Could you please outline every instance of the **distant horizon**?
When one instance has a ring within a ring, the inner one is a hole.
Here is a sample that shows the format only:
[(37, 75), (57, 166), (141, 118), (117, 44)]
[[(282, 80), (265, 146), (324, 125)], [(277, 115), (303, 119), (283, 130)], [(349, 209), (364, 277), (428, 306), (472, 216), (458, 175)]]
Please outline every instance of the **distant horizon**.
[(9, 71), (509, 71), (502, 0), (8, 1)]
● ● ●
**What to do:** Return each line of the data exactly as it was given.

**Response box:**
Could you please outline every instance of the **distant horizon**?
When one instance has a ring within a ring, the inner one is a hole.
Here is a sample that shows the format only:
[(37, 75), (57, 166), (141, 118), (117, 44)]
[[(282, 80), (265, 146), (324, 125)], [(277, 115), (303, 119), (283, 130)], [(349, 209), (364, 277), (428, 306), (472, 216), (458, 175)]]
Please outline every instance of the **distant horizon**.
[(9, 71), (509, 71), (502, 0), (8, 1)]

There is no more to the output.